- **DATA EXTRACT**:
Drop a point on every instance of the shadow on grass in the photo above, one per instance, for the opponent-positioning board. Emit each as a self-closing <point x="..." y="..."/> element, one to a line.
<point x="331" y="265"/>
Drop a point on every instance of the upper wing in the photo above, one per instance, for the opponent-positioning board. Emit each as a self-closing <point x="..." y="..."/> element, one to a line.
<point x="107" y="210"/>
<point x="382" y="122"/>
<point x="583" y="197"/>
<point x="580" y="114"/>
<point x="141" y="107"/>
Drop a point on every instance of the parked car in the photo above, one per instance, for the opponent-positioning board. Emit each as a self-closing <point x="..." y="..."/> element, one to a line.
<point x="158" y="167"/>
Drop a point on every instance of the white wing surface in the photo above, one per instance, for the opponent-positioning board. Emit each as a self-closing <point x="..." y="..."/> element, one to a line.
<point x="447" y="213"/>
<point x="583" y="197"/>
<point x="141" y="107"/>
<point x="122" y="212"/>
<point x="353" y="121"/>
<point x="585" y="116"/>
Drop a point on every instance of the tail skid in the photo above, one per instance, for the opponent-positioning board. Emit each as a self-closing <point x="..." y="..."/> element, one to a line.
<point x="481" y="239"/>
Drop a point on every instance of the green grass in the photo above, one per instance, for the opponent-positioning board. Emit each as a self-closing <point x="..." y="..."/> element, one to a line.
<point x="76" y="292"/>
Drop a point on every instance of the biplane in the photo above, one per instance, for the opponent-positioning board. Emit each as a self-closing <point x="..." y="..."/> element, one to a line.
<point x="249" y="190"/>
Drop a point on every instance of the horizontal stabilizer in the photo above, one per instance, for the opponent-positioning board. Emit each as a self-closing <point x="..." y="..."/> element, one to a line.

- **TASK TO COMPLETE**: Copy every line of the listing above word for word.

- **SOLUTION TO THE EXERCISE**:
Drop a point on every instance of the shadow on grass in the photo above, one per instance, for the opponent-positioning board. Emit each as a self-closing <point x="..." y="..."/> element, one to a line.
<point x="331" y="265"/>
Drop a point on every instance of the upper wing in the photo above, one per instance, for the opponent-positioning board. Emit each as a self-closing <point x="..." y="..."/> element, one to a line.
<point x="107" y="210"/>
<point x="382" y="122"/>
<point x="583" y="197"/>
<point x="580" y="114"/>
<point x="141" y="107"/>
Drop a point on every instance of the parked car in the photo above, one per instance, for the opponent-positioning board. Emit each as a self-closing <point x="..." y="..."/> element, one to a line.
<point x="158" y="167"/>
Drop a point on every instance of the white wing surface in the photo above, one per instance, for the opponent-positioning board. Emit each as a self-closing <point x="..." y="..."/> element, one to a line.
<point x="447" y="213"/>
<point x="583" y="197"/>
<point x="141" y="107"/>
<point x="122" y="212"/>
<point x="353" y="121"/>
<point x="585" y="116"/>
Drop a point on every instance of the tail skid in the photo above, one per instance, for the opponent-positioning board. Emit each as a self-closing <point x="..." y="..."/> element, one to a line.
<point x="481" y="239"/>
Drop a point on every instance of the green grass in the photo above, one per instance, for the opponent-positioning board. Emit each as a self-closing <point x="..." y="..."/> element, one to a line.
<point x="76" y="292"/>
Drop a point on every instance of the biplane in the photo above, one per instance, for the opponent-positioning board. Emit each as a self-closing <point x="..." y="..."/> element, one to a line.
<point x="249" y="190"/>
Drop a point on every instance of the horizontal stabilizer in the photo above, one per instance, for the opponent-positioning board. Emit each as a self-closing <point x="..." y="..."/> element, one to a line.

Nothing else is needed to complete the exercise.